(Recorded data)
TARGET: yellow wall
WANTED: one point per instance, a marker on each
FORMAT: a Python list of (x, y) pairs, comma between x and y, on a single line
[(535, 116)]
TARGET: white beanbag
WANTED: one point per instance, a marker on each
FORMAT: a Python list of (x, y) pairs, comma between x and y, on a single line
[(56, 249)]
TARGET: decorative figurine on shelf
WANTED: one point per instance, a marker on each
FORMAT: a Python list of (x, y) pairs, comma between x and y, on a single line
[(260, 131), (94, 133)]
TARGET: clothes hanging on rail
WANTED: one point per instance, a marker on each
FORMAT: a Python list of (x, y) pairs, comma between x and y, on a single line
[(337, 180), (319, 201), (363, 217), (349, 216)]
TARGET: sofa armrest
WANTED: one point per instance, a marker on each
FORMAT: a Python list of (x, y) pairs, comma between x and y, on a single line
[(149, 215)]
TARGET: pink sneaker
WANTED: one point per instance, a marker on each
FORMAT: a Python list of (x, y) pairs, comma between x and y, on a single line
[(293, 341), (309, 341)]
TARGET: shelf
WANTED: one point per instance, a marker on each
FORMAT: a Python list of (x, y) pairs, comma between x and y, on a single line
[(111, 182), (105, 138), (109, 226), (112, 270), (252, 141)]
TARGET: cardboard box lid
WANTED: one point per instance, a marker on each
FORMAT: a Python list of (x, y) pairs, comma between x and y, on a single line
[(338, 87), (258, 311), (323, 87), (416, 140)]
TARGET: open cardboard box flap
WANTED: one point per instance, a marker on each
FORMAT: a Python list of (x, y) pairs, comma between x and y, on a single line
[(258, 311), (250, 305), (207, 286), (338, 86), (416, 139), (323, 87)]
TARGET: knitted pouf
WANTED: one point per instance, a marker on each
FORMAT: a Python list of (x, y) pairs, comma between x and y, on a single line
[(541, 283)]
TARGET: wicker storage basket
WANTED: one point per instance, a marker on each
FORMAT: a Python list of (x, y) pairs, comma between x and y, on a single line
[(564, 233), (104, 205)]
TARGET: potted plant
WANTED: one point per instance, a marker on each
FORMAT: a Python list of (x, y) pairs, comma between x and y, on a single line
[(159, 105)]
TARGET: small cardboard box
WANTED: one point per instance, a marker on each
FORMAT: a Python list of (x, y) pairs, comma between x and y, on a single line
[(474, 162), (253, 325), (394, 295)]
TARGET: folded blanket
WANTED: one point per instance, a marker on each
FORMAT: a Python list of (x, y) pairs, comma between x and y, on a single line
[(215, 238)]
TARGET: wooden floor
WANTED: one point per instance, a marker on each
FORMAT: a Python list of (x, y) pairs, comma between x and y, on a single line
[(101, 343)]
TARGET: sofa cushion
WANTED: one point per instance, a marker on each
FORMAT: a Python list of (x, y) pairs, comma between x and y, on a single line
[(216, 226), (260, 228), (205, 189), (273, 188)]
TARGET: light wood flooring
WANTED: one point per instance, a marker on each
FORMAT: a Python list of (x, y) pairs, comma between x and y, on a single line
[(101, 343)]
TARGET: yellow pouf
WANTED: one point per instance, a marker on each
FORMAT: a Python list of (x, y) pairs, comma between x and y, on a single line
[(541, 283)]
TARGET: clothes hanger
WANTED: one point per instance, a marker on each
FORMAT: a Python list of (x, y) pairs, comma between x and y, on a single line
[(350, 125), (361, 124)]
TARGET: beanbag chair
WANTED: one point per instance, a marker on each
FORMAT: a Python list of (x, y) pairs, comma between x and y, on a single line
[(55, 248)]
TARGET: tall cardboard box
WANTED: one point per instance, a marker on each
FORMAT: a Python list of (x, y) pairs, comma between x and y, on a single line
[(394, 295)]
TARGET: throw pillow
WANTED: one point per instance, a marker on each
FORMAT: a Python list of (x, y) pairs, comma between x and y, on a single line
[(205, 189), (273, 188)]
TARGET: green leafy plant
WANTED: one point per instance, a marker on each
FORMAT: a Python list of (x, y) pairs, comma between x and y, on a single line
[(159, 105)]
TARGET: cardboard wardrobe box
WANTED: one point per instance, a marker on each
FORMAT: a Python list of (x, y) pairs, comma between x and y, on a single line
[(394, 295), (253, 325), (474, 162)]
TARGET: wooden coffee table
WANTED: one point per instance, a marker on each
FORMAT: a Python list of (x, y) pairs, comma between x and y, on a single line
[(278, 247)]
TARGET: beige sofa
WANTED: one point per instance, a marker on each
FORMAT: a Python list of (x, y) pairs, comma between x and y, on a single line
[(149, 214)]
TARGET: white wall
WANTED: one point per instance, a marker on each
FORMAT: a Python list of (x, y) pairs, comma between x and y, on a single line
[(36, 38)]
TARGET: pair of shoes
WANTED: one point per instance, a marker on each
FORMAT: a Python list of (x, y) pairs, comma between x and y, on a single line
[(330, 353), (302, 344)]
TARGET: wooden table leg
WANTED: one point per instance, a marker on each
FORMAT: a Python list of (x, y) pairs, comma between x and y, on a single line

• [TASK BRIEF]: Whenever the string "sofa" turns up in a line above, copy that line out.

• [EXERCISE OUTPUT]:
TARGET: sofa armrest
TARGET: sofa cushion
TARGET: beige sofa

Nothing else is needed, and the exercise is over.